- Data lines:
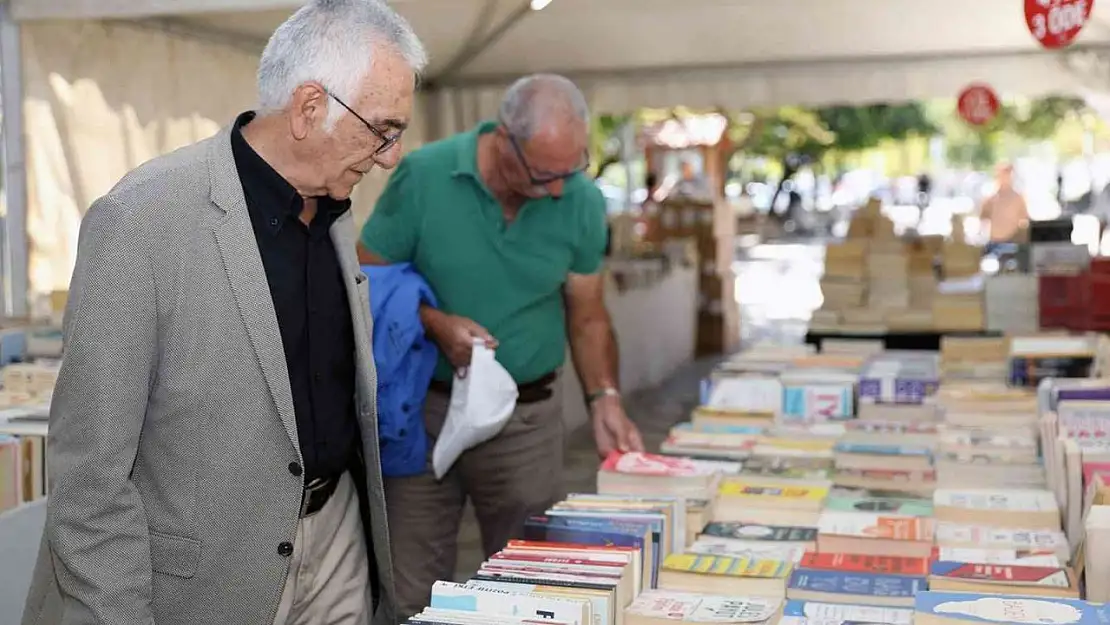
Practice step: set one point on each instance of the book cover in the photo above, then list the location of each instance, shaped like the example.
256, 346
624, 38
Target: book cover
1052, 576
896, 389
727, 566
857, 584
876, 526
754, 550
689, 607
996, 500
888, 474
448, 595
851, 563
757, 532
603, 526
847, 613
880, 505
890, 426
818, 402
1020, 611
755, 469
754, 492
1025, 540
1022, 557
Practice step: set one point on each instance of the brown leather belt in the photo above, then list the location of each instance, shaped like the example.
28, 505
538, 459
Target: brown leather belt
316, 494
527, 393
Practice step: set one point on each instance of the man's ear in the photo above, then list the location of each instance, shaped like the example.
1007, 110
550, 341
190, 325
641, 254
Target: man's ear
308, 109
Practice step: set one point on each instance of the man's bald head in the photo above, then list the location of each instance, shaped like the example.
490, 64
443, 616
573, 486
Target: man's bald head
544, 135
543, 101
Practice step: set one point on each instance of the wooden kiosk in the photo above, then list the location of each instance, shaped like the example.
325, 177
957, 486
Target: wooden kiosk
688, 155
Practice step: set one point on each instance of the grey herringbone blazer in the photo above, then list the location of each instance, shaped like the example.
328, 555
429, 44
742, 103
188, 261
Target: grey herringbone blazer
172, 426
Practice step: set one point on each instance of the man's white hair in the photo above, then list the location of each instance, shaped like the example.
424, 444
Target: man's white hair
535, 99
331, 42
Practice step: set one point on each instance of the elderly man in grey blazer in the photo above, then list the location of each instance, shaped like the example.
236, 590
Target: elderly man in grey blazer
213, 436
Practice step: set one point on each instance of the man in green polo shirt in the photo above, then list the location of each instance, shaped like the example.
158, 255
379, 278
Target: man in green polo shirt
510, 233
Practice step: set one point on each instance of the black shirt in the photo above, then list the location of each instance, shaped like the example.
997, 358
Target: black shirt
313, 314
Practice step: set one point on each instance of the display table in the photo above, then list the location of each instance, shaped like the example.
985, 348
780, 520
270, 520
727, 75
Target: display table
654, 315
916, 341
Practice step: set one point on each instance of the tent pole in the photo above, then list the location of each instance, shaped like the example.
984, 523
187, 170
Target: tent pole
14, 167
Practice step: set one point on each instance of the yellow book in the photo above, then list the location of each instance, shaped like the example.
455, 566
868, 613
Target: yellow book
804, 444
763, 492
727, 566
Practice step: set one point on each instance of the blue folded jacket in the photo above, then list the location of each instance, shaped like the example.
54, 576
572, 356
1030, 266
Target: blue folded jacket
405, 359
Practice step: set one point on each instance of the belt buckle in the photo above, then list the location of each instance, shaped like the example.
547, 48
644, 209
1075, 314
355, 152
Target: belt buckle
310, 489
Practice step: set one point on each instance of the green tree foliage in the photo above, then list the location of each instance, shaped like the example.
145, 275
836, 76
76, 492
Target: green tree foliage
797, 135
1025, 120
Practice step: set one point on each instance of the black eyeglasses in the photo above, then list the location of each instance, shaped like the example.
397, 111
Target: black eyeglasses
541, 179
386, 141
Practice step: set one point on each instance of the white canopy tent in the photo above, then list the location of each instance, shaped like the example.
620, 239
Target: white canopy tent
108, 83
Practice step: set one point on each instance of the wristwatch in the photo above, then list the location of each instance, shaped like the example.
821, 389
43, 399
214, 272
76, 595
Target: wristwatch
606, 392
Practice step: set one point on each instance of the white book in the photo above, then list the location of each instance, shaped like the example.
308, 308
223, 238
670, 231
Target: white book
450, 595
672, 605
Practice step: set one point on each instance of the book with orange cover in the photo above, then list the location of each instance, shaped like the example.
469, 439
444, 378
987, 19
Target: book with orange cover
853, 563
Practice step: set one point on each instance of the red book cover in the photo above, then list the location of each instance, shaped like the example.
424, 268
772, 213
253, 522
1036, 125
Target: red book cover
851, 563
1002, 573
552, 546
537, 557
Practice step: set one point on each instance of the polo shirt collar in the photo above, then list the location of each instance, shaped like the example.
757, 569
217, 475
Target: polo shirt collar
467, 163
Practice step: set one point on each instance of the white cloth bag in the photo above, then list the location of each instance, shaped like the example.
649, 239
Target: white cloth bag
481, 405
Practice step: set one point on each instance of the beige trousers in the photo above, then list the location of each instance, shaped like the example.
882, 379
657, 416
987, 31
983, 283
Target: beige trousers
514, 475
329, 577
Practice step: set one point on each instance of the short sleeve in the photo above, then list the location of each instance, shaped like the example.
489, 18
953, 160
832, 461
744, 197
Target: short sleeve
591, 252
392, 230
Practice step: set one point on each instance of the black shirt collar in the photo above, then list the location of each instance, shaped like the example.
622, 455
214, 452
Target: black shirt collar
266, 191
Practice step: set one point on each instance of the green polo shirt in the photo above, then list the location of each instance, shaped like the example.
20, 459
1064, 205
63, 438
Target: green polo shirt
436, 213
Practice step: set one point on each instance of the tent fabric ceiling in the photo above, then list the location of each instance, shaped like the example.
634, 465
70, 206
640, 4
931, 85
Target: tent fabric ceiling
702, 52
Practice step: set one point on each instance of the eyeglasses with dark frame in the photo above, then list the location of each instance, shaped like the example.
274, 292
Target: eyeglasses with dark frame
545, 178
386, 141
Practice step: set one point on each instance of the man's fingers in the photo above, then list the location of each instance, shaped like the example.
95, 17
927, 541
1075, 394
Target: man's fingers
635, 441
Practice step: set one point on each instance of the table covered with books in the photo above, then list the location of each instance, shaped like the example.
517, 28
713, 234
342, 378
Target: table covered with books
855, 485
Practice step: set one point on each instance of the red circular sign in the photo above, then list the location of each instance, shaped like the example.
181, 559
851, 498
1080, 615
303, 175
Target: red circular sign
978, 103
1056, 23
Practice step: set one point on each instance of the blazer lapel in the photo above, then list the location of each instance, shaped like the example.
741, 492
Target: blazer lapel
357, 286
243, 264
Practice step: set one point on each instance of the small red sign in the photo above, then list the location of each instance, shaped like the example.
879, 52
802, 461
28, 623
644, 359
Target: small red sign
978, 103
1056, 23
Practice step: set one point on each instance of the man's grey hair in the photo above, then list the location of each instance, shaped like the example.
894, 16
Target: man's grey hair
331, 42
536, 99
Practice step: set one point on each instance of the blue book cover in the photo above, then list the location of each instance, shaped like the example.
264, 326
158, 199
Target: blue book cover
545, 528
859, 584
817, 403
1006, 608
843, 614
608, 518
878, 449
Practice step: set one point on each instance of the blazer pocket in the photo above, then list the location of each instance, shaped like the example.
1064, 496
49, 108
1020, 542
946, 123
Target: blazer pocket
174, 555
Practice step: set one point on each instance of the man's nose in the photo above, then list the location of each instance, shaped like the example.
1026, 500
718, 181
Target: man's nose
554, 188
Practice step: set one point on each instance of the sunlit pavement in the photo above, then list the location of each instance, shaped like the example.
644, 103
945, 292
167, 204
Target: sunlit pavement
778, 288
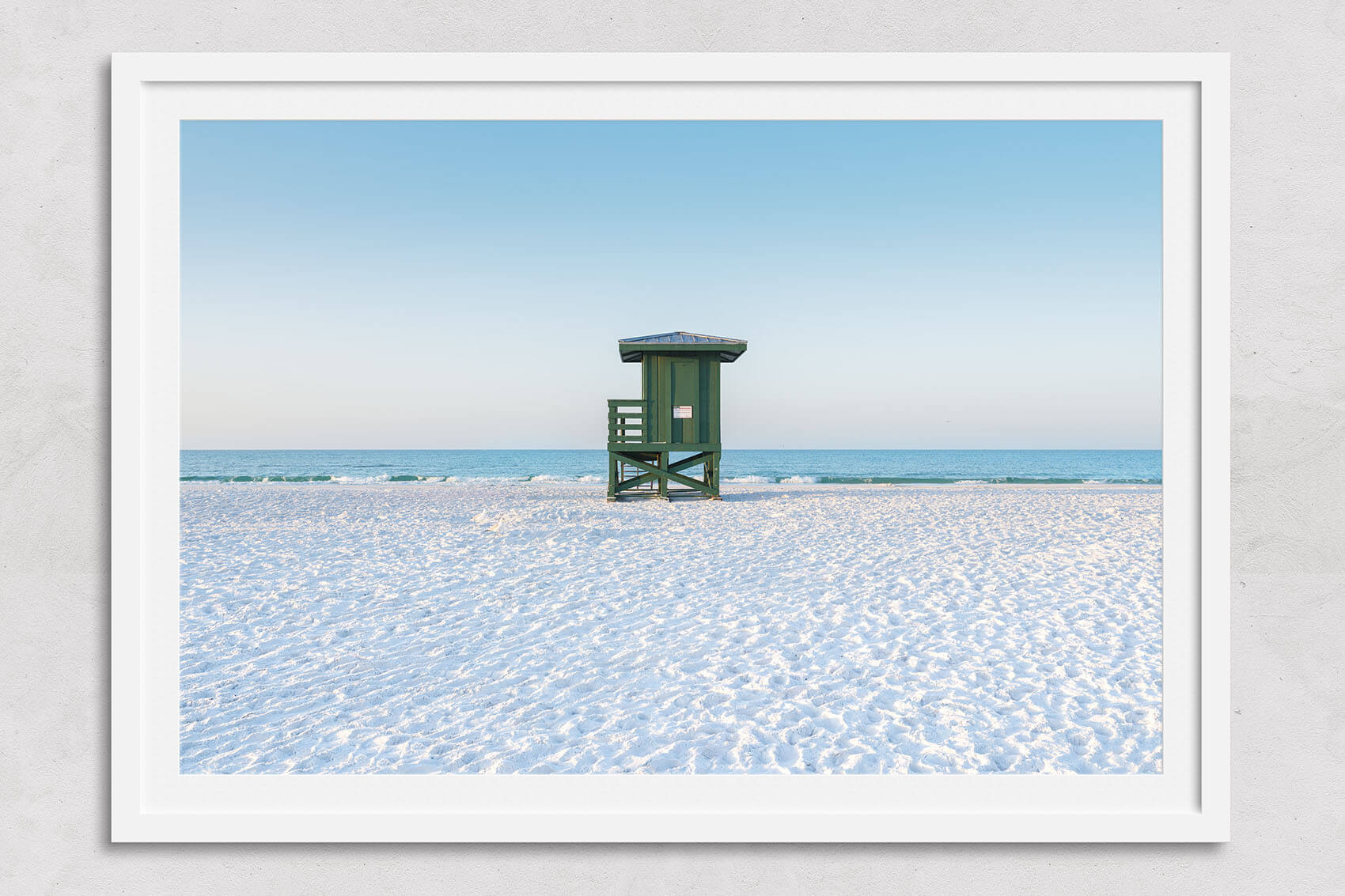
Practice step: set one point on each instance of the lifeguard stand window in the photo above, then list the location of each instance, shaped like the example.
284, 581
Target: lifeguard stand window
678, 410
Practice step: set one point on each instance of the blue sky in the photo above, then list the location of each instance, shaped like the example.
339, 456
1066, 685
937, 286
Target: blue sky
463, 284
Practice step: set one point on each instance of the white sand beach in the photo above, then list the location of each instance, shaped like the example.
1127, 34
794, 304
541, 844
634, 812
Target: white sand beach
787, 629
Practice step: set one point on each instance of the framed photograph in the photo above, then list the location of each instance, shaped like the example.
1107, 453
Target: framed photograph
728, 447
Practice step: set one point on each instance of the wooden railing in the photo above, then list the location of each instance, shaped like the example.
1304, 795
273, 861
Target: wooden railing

- Task description:
Without the pictures, reproduce every line of the records above exactly.

- Answer to the problem:
Practice step: set one point on each instance of the book cover in the photo above, then list the location of each instance, shaped like the example.
256, 346
624, 38
Target: book cover
1052, 576
896, 389
727, 566
857, 584
876, 526
754, 550
689, 607
996, 500
888, 474
448, 595
851, 563
757, 532
603, 526
847, 613
880, 505
890, 426
818, 402
1020, 611
755, 469
754, 492
1025, 540
1022, 557
Practice step: set one point on each instance of the brown leather belt in the photo above, then list the location of each instance, shaped like the example.
28, 505
538, 459
Target: brown leather belt
316, 494
527, 393
Practice step: set one point on each instance of the man's ear in the photo above, then list the location of each instance, shaped like the example.
1007, 110
550, 341
190, 325
641, 254
Target: man's ear
308, 109
Practice step: set one point on each instance of the man's bald head in the photo above, then list the location of each instance, shaped like the example.
490, 64
443, 616
573, 486
Target: man's bald head
544, 135
543, 101
Practice step: set one point on each instance of the wooden kiosk in the photo above, then list the location of each instance, shaped like the example.
325, 177
957, 486
Target: wooden kiosk
688, 155
Practice step: set one point on each instance of the grey herringbone blazer in the photo above, then list the location of each instance, shaped like the example.
328, 555
429, 44
742, 103
188, 261
Target: grey herringbone blazer
172, 426
Practice step: set one point on each instance of the man's white hair in the photo above, then list the location of each instance, shaped like the example.
424, 444
Target: man's white hair
535, 99
331, 42
Practice step: set one point on each instance of the elderly man in grey blazer in the photo above, then list the location of each instance, shaped like the example.
236, 590
Target: elderly man in grey blazer
213, 436
Practice step: set one point on each instance of the man in green polo shirt in the photo above, then list the location of each instance, shaped like the example.
158, 255
379, 278
Target: man in green polo shirt
510, 233
Practice step: set one point on each instance of the black shirt in the photo above, then list the location of each instance, shaped like the example.
997, 358
Target: black shirt
313, 314
Practice step: set one point on each instance of the display table in the photo above, then list the location of each instance, shaped like the example.
985, 348
780, 520
270, 520
727, 75
Target: display table
654, 315
916, 341
Practice step: set one point on each instance of the tent pole in the photo above, then list the location of each instance, shaped like the example.
984, 523
187, 170
Target: tent pole
14, 167
Practice step: set one point on each instance of the yellow book in the photo above, then list the location of each instance, shaped like the example.
455, 566
868, 613
Target: yellow book
804, 444
763, 492
727, 566
Practice step: set one point on each instance of the blue folded jacket in the photo above, then list the location of each instance, shaped like the example.
54, 576
572, 356
1030, 266
Target: blue folded jacket
405, 359
Practice step: set one point on each instance of the belt buckle in the photo above, then list the location of each instance, shaped like the example.
547, 48
644, 209
1075, 314
355, 152
Target: belt buckle
310, 489
Practice step: set one point on each instance of the green tree foliage in the photo above, then list the location of each instance, shaped like the example.
145, 275
836, 76
76, 492
Target: green tree foliage
797, 135
1025, 120
Practice step: set one point on each instance of the black eyeglasses in the photo above, then list the location of each instance, shaped like the example.
397, 111
Target: black eyeglasses
541, 179
386, 141
Practice step: set one point on each instance of the white canopy tent in the photo above, then list the location of each instance, shaped like the example.
620, 239
Target: white canopy tent
108, 83
Practice step: set one point on each instance of the wristwatch in the photo above, then list the location of each instance, shaped like the example.
821, 389
43, 399
214, 272
76, 595
Target: wristwatch
606, 392
Practice step: set one point on each instance of the white book in the photo above, then list the location of each instance, shaped like the example.
308, 308
223, 238
670, 231
Target: white book
450, 595
672, 605
Practice step: set one point on each instance of the book with orange cover in the photo above, then list the location of each instance, shaped like the example.
469, 439
444, 378
987, 19
Target: book with orange cover
853, 563
Practice step: set one point on each instance of the red book cover in the photo above, then list the location of each instance, shaped like the example.
424, 268
772, 213
253, 522
1036, 125
Target: red book cover
851, 563
1002, 573
552, 546
537, 557
Practice step: set one point on each instance of the polo shirt collar in the photo above, then list the location of each instance, shaped like the example.
757, 569
217, 475
Target: polo shirt collar
467, 163
Practice step: set one point on each instance of the white cloth bag in the photo above, then list the location of each instance, shaped like the example.
649, 239
Target: white cloth bag
481, 405
Practice step: set one point on each instance of the beige trousers in the photo above, then list the location of each instance, shaped like the example.
882, 379
657, 416
987, 31
983, 283
Target: beige trousers
514, 475
329, 577
Practice step: set one point on each instance of the short sleeve in the photo above, then list the location of each instance, shaped like the example.
489, 18
953, 160
832, 461
744, 197
Target: short sleeve
591, 252
392, 230
Practice step: set one point on each instance of the black shirt collar in the photo above, then list the location of each instance, shaped like the example.
622, 455
214, 452
Target: black shirt collar
266, 191
Practice step: set one point on each instance of the green polo shirt in the photo above, then list the location of each instance, shaped like the example.
20, 459
1064, 205
63, 438
Target: green polo shirt
436, 213
Practice step: set one point on each instance of the tent fabric ceiling in the photo above, then list the location of each instance, shaped like the example.
634, 465
70, 206
640, 4
931, 85
Target: tent fabric ceiling
702, 52
Practice step: set one point on each instance of the eyeglasses with dark frame in the photo above, then list the location of each instance, shaped like the example.
274, 292
Target: eyeglasses with dark frame
545, 178
386, 141
Practice step: set one point on each instance of the man's fingers in the photo above, then list the location of each instance, shaped like the example.
95, 17
927, 541
1075, 394
Target: man's fingers
635, 441
Practice step: set one point on each instance of the table covered with books in the photo above, then list the location of each instance, shaped like the example.
517, 28
713, 234
342, 378
Target: table covered with books
855, 485
Practice step: set one point on each instance of the red circular sign in the photo above, then list the location of each instance, shaped like the example.
181, 559
851, 498
1080, 615
303, 175
Target: red circular sign
978, 103
1056, 23
Practice step: set one point on each instance of the blazer lapel in the photo above, then list the location of each instance, shaped like the example.
741, 492
Target: blazer lapel
357, 286
243, 264
Practice step: set one point on each instance of the small red sign in the photo above, then list the location of each instance, shaped like the example.
879, 52
802, 461
28, 623
644, 359
Target: small red sign
978, 103
1056, 23
Practice step: set one point on each instance of the man's grey hair in the photo above, then list the location of each instance, shaped like the example.
894, 16
Target: man's grey hair
331, 42
536, 99
Practice step: set one point on each instance of the blue book cover in the photo above, then list the location of each instance, shaped like the example.
264, 326
158, 199
Target: blue book cover
545, 528
859, 584
817, 403
1006, 608
843, 614
608, 518
878, 449
Practice step: set one point on each instance of the blazer pocket in the photo above, then list the location of each instance, shaped like the example.
1064, 496
49, 108
1020, 542
946, 123
Target: blazer pocket
174, 555
Practice step: set one point on each instance of the man's nose in the photo above, then list the location of each instance, shaped like the example.
1026, 500
718, 181
Target: man's nose
554, 188
Practice step: set one point on each instance of the sunlit pavement in the photo above, then list the location of each instance, shaped like the example.
644, 103
945, 292
167, 204
Target: sunlit pavement
778, 288
Practice step: set one point on each instance of the lifeguard stand window in the photo above, then list the location of each instance, shaped like the example.
284, 581
Target: lifeguard stand window
678, 410
Practice step: set one point on each instance of the blue sky in the photo above, then list the location of each instance, shaped like the example.
339, 456
1066, 685
937, 286
Target: blue sky
463, 284
Practice step: set one point on each instance of the white sand beach in the photo above, then list the location of each instance, shaped like the example.
1127, 34
794, 304
541, 844
634, 812
Target: white sand beach
787, 629
Practice step: set one point on each instance of the framed photograph in the photo above, then list the location of each instance, shaped like the example.
1107, 453
Target: framed photograph
728, 447
Practice step: set one point on each instance of the wooden railing in the photo above, then list the location of each instance, shaped like the example.
1304, 795
273, 861
Target: wooden railing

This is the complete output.